EXTRACT PROVIDED —
'''

Which parameters from the five are the most reliable predictors of Voter Turnout based on the algorithm's performance vis-a-vis the Validation dataset (Actual Voter Turnout at the 2016 National Elections)?
From the five parameters considered for the analysis, Per Capita Income and High School Education are the best predictors of Voter Turnout, relative to the other parameters, based on the algorithm's performance on the Validation dataset. The Distance to nearest City Class variable wasn't found to be a reliable predictor. Owning a Selfie-Stick is actually a better influencer to Voter Turnout than Proximity to the nearest Urban centre!
How would the performance of the test parameters change if we were to have the algorithm make predictions at a Census Tract-level instead of County-level i.e. by performing the analysis at a more granular level?
A Census Tract is representative of a neighborhood in USA (this geographical division is used while gathering responses for the decennial U.S. Census). It is possible to re-train the algorithm on data aggregated at Census Tract-level as the responses to the Surveys held in 2019 at select counties were captured at an individual-resident level (the smallest possible unit). Therefore, all that one needs to do is to aggregate the responses at Census Tract-level (84,414 in total) instead of at County-level (3,244 in total) as done in the previous scenario.

'''

WORK INSTRUCTIONS —
a - Answer these questions using the voter turnout text:
(i) Which two parameters does it name as the best predictors of Voter Turnout?
(ii) How many Census Tracts are there in total?
(iii) What does a Census Tract represent in the USA?
b - Continue the voter turnout text from where it stops.
The listing that comes next is separate material and has no connection to the voter turnout text.

RECORDED INFORMATION —
'''

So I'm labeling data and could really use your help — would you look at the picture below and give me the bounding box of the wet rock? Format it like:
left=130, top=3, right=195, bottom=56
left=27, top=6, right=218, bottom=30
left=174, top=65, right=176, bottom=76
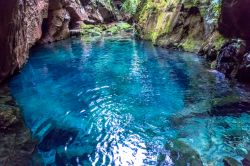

'''

ANSWERS FOR THIS EXERCISE —
a -
(i) Per Capita Income and High School Education.
(ii) 84,414.
(iii) A neighborhood.

b -
What do you think would be the impact of making predictions at a geographically more micro-level for the Machine Learning algorithm? Would the predicted Voter Turnout output become more reliable or less reliable? And how will the five test parameters fare? Would any/all of them develop an increase/decrease in potency? Spare a minute here to think about it before reading on....
Notice in Figure 10 that I have not included the Percentage of population who own a Selfie-Stick as a test parameter this time - this is because in reality, this question did not form a part of the Survey at all - rather, an estimate of the same at County-level was obtained from a research institute. As individual responses were not recorded, and also because an estimate of it at Census Tract-level is not available, this parameter is being omitted altogether (even the Distance from the County to the nearest City Class parameter was not recorded during the survey, rather it was derived using geospatial analysis. However, deriving this proximity information at a Census Tract-level is also possible through geospatial analysis and hence, I've included it as part of the test parameters).
How did the algorithm's prediction fare to the new Validation dataset (Actual Voter Turnout data aggregated at Census Tract-level from the 2016 election)?
The Coefficient of Determination is 62.9% which implies that the algorithm's reliability has increased by 1% by using Training data that was aggregated at Census Tract-level instead of at County-level.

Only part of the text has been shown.